■ Written problem: Copy the entries verbatim, beginning with the line that contains "A colleague asked me to get the coordinates of the tall" and ending after the line that contains "376, 86, 411, 109".
#####
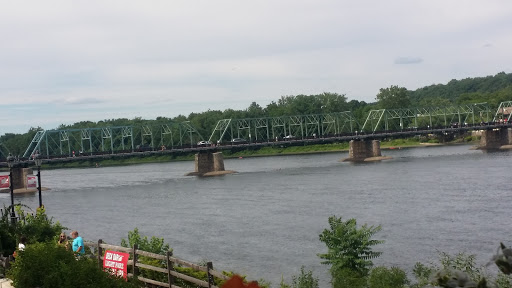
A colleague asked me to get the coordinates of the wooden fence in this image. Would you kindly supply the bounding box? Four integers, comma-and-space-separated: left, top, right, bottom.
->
84, 239, 229, 288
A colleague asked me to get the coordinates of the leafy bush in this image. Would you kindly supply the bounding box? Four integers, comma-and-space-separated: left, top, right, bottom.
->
8, 243, 138, 288
368, 266, 409, 288
291, 266, 318, 288
0, 204, 66, 256
318, 216, 384, 276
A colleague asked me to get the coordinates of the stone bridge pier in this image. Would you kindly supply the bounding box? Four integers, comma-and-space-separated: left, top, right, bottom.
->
479, 128, 512, 150
343, 140, 391, 162
186, 152, 235, 176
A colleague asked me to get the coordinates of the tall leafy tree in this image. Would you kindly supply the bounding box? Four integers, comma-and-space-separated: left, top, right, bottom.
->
318, 216, 384, 278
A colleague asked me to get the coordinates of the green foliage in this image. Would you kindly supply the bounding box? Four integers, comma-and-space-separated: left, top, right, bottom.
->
121, 228, 172, 255
8, 243, 138, 288
121, 228, 172, 282
409, 72, 512, 108
291, 266, 319, 288
368, 266, 409, 288
331, 268, 367, 288
0, 205, 66, 256
318, 216, 384, 280
412, 252, 485, 288
17, 206, 66, 243
376, 86, 411, 109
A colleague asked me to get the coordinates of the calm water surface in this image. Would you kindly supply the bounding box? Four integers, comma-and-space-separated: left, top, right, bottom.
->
0, 146, 512, 286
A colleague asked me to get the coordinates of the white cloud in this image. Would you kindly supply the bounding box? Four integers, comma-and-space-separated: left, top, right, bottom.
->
0, 0, 512, 133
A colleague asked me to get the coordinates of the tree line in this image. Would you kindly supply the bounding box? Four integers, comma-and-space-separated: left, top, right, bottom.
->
0, 72, 512, 157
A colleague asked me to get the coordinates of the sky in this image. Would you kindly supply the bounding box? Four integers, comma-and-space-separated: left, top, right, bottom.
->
0, 0, 512, 135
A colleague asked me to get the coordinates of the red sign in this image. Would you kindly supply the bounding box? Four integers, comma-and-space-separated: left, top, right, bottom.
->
103, 250, 130, 279
0, 175, 9, 188
27, 176, 37, 188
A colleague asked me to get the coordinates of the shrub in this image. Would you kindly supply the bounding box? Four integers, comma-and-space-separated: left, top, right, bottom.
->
8, 243, 137, 288
368, 267, 409, 288
0, 204, 65, 256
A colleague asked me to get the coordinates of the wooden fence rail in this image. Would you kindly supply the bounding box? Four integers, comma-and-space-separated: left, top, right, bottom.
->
84, 239, 229, 288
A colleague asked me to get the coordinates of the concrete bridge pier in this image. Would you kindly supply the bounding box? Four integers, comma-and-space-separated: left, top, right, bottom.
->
479, 128, 512, 150
186, 152, 235, 176
343, 140, 391, 162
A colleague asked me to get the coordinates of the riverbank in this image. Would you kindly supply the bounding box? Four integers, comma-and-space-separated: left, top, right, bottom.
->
26, 138, 476, 169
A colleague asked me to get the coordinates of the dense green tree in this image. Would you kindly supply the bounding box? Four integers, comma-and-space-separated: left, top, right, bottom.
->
376, 85, 411, 109
318, 216, 384, 277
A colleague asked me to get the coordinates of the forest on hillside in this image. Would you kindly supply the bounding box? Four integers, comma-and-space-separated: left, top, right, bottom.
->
0, 72, 512, 156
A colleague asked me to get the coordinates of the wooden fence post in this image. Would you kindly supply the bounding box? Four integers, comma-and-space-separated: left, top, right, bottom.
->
167, 251, 174, 288
132, 244, 139, 279
98, 239, 103, 270
206, 262, 215, 288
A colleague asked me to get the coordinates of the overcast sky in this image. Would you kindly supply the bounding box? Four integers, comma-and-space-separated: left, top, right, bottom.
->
0, 0, 512, 135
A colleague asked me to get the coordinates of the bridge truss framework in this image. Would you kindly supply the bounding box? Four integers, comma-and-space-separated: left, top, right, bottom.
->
208, 111, 357, 143
23, 122, 203, 158
361, 103, 493, 132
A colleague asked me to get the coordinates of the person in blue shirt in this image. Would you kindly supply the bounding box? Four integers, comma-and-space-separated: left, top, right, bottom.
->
71, 230, 85, 255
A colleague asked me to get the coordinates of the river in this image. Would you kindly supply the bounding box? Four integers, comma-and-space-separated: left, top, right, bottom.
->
0, 145, 512, 287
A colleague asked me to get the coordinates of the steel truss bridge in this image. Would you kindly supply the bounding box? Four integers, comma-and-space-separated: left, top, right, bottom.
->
23, 122, 203, 158
0, 101, 512, 161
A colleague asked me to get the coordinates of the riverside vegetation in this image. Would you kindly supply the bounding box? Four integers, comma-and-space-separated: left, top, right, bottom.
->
0, 205, 512, 288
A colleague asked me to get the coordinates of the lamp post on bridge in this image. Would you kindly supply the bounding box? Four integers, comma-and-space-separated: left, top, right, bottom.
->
34, 154, 43, 208
7, 153, 16, 224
#####
■ Result of this task:
A colleague asked me to get the coordinates of the tall leafy tree in this image. Would you kindly supply the bounding box? Four integers, comma-and-space-separated: left, top, right, bottom.
->
318, 216, 384, 278
A colleague asked me to get the coordinates of the green foliage in this image. Would you kindly supply the bounding box? Four integers, comma-and-space-separated: left, top, right, bottom.
->
121, 228, 172, 255
8, 243, 138, 288
121, 228, 172, 282
409, 72, 512, 108
291, 266, 319, 288
368, 266, 409, 288
331, 268, 367, 288
0, 205, 66, 256
318, 216, 384, 280
412, 252, 485, 288
17, 206, 66, 243
376, 86, 411, 109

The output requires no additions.